## Work required
Only lines holding the word "track" are wanted. Copy them from the listing below.

—————

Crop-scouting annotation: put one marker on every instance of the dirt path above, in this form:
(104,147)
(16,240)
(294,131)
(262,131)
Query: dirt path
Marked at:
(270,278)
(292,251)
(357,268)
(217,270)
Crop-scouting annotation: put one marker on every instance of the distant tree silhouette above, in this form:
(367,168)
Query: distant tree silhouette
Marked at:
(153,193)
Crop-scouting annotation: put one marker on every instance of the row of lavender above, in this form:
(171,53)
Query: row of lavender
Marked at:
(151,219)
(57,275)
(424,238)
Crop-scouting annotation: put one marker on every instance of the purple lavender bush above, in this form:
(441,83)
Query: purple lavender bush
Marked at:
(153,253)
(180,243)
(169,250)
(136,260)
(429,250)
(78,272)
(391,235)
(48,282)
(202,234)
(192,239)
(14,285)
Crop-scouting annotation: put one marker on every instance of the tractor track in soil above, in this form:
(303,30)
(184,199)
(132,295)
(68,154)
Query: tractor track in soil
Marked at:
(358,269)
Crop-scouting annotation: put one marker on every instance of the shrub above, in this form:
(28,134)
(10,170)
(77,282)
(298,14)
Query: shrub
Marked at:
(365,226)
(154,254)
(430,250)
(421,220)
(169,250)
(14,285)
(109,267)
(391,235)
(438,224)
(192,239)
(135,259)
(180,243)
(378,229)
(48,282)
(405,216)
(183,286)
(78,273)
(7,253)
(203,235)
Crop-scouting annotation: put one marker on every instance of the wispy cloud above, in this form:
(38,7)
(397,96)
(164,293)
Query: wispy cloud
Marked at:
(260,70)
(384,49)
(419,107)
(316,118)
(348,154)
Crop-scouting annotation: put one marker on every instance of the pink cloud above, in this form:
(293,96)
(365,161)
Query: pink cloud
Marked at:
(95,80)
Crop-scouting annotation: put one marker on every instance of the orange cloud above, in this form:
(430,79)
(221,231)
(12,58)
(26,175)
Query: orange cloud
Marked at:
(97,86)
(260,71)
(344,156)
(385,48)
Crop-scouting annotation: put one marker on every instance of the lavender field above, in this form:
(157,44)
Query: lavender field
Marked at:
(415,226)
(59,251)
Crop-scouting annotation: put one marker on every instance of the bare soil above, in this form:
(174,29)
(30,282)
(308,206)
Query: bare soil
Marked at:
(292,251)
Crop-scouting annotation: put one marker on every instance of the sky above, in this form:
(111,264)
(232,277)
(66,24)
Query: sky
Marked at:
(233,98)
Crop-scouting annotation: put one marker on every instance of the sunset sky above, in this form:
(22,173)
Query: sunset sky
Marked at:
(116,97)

—————

## The answer
Crop-scouting annotation: put one marker on every instance of the tractor track in soil above, in this form:
Query: tractor track in soil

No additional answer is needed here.